INFORMATION SUPPLIED:

----

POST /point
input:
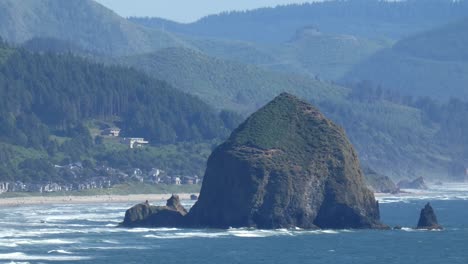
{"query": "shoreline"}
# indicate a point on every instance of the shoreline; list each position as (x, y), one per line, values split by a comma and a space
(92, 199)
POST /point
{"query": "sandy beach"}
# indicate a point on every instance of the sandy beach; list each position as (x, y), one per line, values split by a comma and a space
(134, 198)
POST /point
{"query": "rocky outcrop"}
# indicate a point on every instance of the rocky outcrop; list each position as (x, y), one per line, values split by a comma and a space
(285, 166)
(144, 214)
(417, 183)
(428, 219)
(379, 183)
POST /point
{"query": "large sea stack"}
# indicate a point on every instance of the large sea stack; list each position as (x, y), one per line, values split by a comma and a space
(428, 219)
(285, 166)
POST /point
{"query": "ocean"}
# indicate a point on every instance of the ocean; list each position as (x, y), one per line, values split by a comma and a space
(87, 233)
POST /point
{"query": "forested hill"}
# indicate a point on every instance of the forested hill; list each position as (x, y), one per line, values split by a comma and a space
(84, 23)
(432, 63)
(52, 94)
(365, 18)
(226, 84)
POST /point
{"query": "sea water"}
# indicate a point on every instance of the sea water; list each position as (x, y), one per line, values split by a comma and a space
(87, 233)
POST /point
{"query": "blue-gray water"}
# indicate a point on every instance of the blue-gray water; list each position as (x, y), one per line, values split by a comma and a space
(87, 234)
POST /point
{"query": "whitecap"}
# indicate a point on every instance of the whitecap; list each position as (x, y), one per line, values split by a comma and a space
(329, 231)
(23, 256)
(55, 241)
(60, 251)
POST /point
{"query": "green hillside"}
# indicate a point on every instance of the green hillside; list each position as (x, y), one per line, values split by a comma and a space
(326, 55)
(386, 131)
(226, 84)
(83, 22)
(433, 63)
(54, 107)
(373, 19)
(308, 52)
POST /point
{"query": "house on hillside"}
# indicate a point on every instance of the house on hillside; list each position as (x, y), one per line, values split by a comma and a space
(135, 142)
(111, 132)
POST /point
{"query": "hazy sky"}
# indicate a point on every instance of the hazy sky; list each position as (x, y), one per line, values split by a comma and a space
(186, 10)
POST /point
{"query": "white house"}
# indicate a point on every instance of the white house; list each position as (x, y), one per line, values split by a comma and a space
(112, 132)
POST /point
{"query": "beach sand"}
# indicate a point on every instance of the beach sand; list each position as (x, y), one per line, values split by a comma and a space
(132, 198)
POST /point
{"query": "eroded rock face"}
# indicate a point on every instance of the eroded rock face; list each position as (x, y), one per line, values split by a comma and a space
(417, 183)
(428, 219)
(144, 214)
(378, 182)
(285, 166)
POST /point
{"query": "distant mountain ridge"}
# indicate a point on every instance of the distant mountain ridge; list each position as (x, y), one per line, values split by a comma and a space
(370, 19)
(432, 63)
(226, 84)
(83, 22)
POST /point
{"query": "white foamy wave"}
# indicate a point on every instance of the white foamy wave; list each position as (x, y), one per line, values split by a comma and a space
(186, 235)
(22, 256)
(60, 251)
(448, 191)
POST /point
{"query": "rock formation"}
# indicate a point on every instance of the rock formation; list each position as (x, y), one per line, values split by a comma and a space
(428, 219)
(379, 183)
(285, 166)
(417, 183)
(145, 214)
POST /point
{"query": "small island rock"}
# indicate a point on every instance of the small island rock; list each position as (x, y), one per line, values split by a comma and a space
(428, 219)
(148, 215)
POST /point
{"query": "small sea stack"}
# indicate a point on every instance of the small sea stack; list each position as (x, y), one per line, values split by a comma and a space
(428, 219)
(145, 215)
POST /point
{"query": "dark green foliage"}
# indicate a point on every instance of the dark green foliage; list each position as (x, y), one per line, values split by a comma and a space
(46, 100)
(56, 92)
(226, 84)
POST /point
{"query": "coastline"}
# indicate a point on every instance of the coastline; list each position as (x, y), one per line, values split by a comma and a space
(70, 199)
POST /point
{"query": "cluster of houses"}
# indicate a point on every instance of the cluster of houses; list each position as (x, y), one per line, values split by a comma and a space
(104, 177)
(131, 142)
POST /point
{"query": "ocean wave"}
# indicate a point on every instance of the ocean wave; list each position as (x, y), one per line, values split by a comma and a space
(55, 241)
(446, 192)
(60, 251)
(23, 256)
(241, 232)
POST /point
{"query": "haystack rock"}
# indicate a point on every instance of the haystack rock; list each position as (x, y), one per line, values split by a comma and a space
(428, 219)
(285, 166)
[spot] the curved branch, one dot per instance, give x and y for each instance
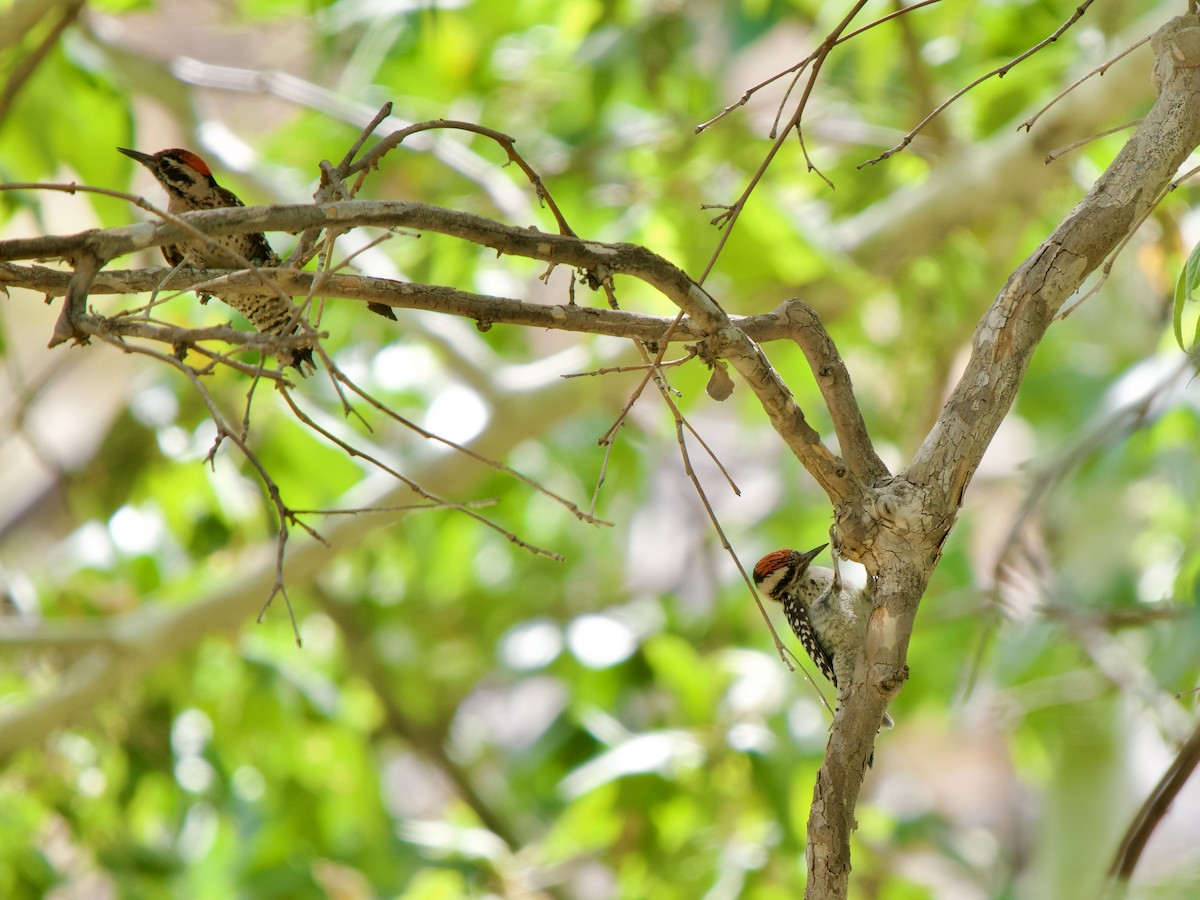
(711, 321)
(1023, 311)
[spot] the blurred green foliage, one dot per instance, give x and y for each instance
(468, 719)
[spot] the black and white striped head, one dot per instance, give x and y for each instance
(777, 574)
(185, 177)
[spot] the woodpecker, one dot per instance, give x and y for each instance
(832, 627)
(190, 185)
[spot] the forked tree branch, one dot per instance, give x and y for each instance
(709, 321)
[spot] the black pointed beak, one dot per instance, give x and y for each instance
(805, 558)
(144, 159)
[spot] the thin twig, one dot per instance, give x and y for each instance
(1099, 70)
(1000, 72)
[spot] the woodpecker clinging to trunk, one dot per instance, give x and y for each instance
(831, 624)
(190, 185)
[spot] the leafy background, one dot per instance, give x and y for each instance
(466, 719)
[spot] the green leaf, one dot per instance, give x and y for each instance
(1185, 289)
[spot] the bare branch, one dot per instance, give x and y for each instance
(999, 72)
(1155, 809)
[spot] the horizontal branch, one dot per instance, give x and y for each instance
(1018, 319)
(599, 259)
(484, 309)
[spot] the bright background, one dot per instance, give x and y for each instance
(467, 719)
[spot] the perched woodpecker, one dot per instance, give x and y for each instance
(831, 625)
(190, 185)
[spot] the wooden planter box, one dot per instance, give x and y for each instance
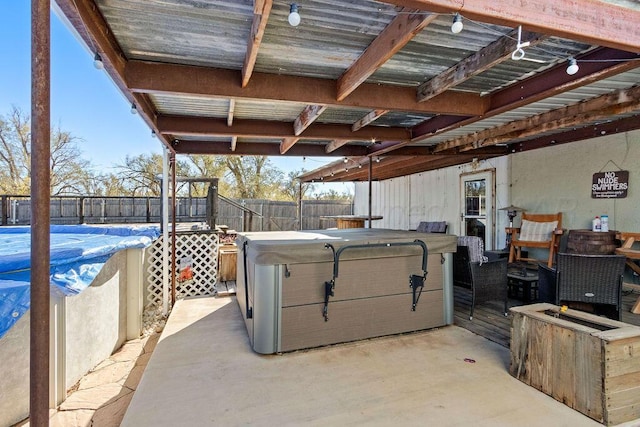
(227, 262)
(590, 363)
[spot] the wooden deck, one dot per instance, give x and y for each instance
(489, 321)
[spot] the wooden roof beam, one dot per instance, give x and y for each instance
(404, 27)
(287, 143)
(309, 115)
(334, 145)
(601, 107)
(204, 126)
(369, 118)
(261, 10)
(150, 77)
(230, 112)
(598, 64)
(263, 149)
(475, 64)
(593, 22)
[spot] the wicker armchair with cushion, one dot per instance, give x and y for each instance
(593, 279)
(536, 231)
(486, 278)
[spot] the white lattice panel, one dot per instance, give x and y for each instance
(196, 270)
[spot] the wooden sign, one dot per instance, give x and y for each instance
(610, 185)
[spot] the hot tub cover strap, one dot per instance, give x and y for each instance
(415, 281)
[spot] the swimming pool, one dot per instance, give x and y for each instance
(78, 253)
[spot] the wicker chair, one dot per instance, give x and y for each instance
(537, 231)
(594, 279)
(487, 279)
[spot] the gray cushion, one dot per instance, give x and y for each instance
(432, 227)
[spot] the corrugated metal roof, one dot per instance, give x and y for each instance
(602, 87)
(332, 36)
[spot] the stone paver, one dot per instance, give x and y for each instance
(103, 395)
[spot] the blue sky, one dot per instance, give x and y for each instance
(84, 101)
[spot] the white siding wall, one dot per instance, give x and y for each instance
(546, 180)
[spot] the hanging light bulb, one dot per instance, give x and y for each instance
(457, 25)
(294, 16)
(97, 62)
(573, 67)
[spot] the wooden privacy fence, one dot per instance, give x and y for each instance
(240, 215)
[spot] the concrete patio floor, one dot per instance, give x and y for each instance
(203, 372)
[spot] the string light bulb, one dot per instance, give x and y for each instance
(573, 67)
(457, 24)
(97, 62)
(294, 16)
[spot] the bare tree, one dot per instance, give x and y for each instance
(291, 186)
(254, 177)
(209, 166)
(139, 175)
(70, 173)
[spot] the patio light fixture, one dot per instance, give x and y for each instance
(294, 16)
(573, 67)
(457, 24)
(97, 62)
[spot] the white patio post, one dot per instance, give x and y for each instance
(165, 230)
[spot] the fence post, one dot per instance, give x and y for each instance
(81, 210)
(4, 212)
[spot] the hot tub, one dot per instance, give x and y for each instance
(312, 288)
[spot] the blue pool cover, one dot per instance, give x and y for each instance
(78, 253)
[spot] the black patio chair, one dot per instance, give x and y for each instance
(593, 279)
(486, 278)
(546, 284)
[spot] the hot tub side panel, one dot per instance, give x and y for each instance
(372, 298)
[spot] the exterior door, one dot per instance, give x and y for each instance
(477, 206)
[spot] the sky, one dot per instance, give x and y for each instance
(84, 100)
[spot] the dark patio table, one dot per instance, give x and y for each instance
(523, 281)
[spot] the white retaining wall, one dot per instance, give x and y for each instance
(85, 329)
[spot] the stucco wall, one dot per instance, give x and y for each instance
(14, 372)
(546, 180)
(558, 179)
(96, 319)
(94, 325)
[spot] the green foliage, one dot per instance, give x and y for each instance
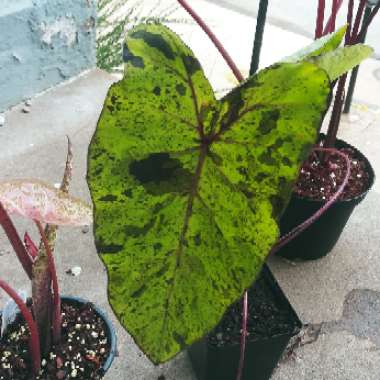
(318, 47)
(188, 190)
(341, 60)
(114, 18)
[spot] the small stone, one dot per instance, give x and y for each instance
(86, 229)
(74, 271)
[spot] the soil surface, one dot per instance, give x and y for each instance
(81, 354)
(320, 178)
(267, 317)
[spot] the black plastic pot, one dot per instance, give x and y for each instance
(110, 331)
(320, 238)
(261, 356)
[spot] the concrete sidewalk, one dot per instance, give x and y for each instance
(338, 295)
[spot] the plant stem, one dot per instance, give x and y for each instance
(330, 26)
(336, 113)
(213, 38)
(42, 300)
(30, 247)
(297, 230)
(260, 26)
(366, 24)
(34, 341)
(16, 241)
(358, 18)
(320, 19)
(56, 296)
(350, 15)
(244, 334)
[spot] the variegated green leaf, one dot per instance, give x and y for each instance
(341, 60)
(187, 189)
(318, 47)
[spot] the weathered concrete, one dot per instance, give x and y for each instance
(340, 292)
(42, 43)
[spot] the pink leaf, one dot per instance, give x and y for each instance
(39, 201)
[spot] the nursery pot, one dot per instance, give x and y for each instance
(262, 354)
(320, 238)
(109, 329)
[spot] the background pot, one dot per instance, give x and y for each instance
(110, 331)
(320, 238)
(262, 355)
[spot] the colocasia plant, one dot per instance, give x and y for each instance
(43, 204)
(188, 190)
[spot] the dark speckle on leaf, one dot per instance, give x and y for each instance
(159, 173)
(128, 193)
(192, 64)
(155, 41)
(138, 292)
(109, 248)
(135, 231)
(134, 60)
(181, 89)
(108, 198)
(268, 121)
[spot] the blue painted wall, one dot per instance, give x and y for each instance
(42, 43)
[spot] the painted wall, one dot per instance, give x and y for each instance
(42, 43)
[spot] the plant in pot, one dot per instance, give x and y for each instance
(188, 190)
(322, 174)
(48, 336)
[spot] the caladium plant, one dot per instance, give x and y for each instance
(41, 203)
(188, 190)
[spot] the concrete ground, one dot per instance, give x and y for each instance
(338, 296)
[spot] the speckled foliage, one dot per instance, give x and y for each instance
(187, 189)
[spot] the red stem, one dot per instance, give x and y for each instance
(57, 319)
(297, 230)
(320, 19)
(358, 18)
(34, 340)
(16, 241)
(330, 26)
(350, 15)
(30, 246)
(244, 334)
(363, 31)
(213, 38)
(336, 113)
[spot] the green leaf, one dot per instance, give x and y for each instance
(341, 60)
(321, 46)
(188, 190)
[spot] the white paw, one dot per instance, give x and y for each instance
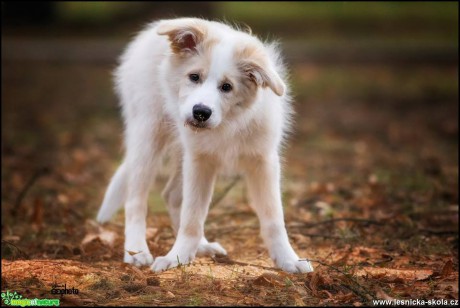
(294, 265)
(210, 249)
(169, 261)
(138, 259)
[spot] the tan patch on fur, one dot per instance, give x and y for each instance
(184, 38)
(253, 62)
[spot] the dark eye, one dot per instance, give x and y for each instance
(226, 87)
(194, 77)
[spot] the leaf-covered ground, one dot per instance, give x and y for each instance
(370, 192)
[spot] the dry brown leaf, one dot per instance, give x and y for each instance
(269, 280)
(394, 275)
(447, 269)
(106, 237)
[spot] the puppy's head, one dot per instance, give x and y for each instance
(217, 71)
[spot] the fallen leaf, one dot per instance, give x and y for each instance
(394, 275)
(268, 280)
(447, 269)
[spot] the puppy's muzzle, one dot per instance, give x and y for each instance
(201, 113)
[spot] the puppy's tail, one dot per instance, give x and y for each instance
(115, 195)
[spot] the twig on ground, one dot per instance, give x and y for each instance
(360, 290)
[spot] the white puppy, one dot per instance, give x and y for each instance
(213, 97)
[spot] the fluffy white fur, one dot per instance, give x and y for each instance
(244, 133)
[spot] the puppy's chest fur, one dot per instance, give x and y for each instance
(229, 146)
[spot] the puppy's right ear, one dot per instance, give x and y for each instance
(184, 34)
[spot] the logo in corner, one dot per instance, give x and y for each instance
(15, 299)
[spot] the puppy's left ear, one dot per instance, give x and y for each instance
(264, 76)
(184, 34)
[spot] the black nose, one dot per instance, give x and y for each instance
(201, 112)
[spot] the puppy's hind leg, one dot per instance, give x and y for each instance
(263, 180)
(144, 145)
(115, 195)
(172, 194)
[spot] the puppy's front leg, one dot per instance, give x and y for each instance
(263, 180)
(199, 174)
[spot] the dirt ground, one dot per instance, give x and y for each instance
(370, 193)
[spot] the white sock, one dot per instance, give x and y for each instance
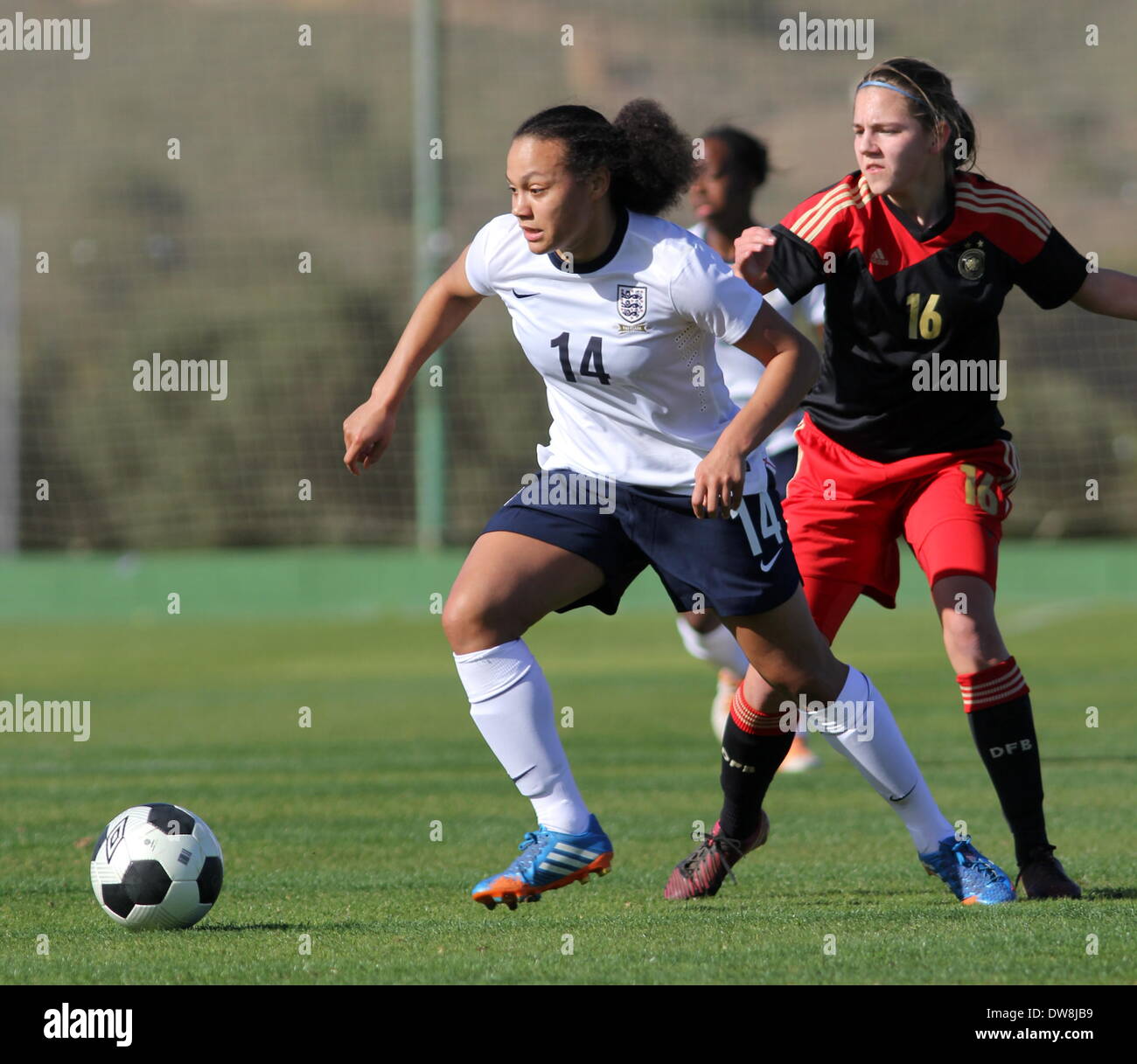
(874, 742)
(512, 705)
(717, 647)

----

TASK REQUIREMENTS: Return exactly the lines from the line with "[spot] the puppy's left" through the last line of the data above, both included; pictures do not go in the answer.

WRITTEN SOLUTION:
[spot] the puppy's left ear, one dot per instance, give x and y for each instance
(264, 76)
(184, 34)
[spot] the black nose, one dot per instance, give x and y for each instance
(201, 112)
[spot] the puppy's hind leg, one dot per instance, give x and y for each instance
(263, 180)
(144, 145)
(115, 195)
(172, 194)
[spot] the puppy's front leg, one dot per instance, give x and y for each instance
(263, 180)
(199, 174)
[spot] the dirt ground, one dot per instance, give x and y for each instance
(370, 193)
[spot] the white sock, one dot per instance, give x and y for each instance
(874, 742)
(512, 705)
(717, 647)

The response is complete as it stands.